◆ Records for the exercise
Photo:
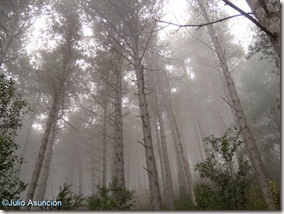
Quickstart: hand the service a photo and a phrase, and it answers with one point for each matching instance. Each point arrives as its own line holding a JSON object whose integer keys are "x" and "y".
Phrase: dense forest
{"x": 117, "y": 105}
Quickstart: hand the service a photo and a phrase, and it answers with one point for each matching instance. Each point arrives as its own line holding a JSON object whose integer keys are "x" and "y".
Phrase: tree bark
{"x": 155, "y": 196}
{"x": 51, "y": 119}
{"x": 46, "y": 164}
{"x": 162, "y": 172}
{"x": 180, "y": 145}
{"x": 180, "y": 169}
{"x": 169, "y": 193}
{"x": 245, "y": 129}
{"x": 118, "y": 132}
{"x": 268, "y": 15}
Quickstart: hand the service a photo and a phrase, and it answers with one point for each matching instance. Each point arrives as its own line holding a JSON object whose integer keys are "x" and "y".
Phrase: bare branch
{"x": 249, "y": 17}
{"x": 198, "y": 26}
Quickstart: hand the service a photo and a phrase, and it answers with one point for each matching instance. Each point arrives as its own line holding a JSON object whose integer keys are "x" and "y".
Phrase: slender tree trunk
{"x": 245, "y": 129}
{"x": 162, "y": 172}
{"x": 199, "y": 129}
{"x": 27, "y": 138}
{"x": 46, "y": 164}
{"x": 155, "y": 196}
{"x": 180, "y": 145}
{"x": 51, "y": 119}
{"x": 169, "y": 193}
{"x": 80, "y": 169}
{"x": 118, "y": 132}
{"x": 104, "y": 143}
{"x": 269, "y": 17}
{"x": 183, "y": 187}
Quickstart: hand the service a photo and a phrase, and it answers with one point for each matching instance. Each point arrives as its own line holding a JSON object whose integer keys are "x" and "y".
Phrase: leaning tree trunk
{"x": 245, "y": 129}
{"x": 46, "y": 164}
{"x": 155, "y": 196}
{"x": 180, "y": 144}
{"x": 51, "y": 119}
{"x": 118, "y": 132}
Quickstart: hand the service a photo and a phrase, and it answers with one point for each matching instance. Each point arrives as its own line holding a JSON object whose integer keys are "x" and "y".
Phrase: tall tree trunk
{"x": 162, "y": 171}
{"x": 180, "y": 145}
{"x": 169, "y": 193}
{"x": 46, "y": 164}
{"x": 155, "y": 196}
{"x": 104, "y": 142}
{"x": 118, "y": 132}
{"x": 199, "y": 129}
{"x": 51, "y": 119}
{"x": 245, "y": 129}
{"x": 269, "y": 17}
{"x": 183, "y": 187}
{"x": 27, "y": 138}
{"x": 80, "y": 169}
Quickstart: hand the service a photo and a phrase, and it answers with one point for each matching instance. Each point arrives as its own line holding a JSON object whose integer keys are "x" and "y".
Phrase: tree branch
{"x": 204, "y": 24}
{"x": 249, "y": 17}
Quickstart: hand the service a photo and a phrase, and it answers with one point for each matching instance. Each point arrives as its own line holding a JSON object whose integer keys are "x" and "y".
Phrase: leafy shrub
{"x": 70, "y": 201}
{"x": 230, "y": 185}
{"x": 113, "y": 197}
{"x": 11, "y": 110}
{"x": 183, "y": 202}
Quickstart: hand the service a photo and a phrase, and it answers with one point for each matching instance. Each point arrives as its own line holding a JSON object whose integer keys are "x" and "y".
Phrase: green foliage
{"x": 183, "y": 202}
{"x": 11, "y": 110}
{"x": 113, "y": 197}
{"x": 230, "y": 186}
{"x": 69, "y": 200}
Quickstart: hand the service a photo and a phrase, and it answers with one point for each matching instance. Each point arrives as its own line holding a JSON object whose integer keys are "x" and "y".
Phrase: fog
{"x": 124, "y": 90}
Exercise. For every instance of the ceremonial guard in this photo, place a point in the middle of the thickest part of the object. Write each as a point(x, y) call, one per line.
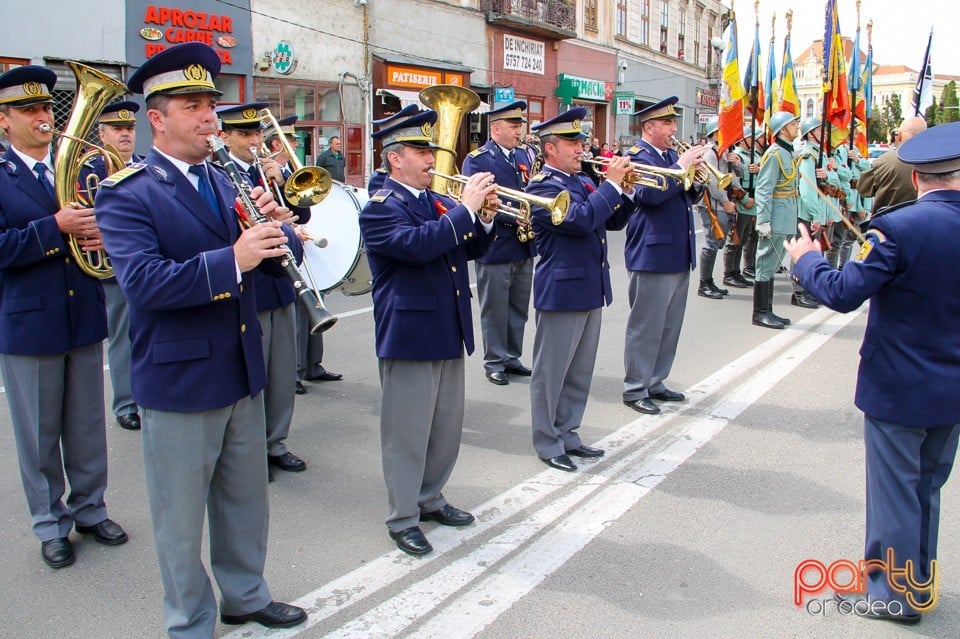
point(660, 253)
point(418, 243)
point(52, 325)
point(745, 220)
point(117, 127)
point(505, 273)
point(715, 214)
point(276, 297)
point(777, 194)
point(911, 422)
point(812, 208)
point(185, 267)
point(571, 285)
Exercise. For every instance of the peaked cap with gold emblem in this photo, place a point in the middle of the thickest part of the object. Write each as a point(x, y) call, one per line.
point(190, 67)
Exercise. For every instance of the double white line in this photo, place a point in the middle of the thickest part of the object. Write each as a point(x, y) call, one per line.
point(638, 459)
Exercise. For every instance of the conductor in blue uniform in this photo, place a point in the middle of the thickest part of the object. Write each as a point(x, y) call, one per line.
point(505, 273)
point(909, 269)
point(418, 243)
point(186, 265)
point(571, 286)
point(52, 326)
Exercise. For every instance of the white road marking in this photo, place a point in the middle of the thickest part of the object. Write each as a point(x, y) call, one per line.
point(351, 588)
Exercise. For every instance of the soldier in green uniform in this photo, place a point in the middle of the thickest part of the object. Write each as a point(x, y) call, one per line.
point(745, 219)
point(776, 201)
point(812, 211)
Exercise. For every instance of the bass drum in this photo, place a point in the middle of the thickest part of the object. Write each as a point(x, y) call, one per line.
point(341, 262)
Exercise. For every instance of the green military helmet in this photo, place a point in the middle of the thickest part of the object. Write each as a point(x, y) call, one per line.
point(809, 125)
point(712, 125)
point(779, 120)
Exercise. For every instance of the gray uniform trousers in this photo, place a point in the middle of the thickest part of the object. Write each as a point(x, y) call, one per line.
point(421, 420)
point(309, 347)
point(118, 348)
point(213, 461)
point(564, 354)
point(770, 255)
point(280, 352)
point(906, 468)
point(504, 292)
point(56, 403)
point(657, 305)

◆ Task prompt
Retype the line containing "Exercise. For every instance of the peaked" and each line after it through the end of the listing, exactly, leaving out everything else.

◆ Response to the exercise
Exercise. For every instance of the peaked cap with gold emblem in this photo, place a point in the middle of the thickest part of the object. Write each as a point(x, y) call, one per line.
point(190, 67)
Exercise. For every instance of the double white line in this photo, place a point in the middle of the thickest part of the object. Write each as a point(x, y) call, one per line.
point(638, 459)
Exercise. For every instance of the conductor in blue uniform in this photo, place a point in the middle of the thickest part of the object. Write each as a point(x, y) call, one per line.
point(505, 273)
point(909, 269)
point(418, 243)
point(186, 265)
point(571, 286)
point(52, 326)
Exercise. For every instance of the white road marking in this photo, place a point in the middle of the thickest part of the object. Write each as a point(x, y) call, one per line.
point(351, 588)
Exercise. For every instance of the soldier in green uniform in this photo, place a point in the middle of the thickest part of the object. Write each as a point(x, y) call, one per line.
point(745, 219)
point(776, 201)
point(812, 211)
Exercise. For every instance of the bass drum in this photo, place a point in the middle of the thickest part of the object. Write each as a point(x, y) call, one per line.
point(341, 262)
Exercise. For every instance of the green military helmet in this photo, place a point in the middle of the thickest part of the object. Write each as a point(x, y) call, one per line.
point(809, 125)
point(712, 125)
point(779, 120)
Exercise. For every instance of the gray uniform trousers in this photo, place a point in the middle of the thickest part of the object. Write each as a point(x, y) call, one per line.
point(421, 420)
point(309, 347)
point(118, 348)
point(213, 461)
point(564, 354)
point(770, 255)
point(280, 352)
point(906, 468)
point(504, 292)
point(56, 403)
point(657, 305)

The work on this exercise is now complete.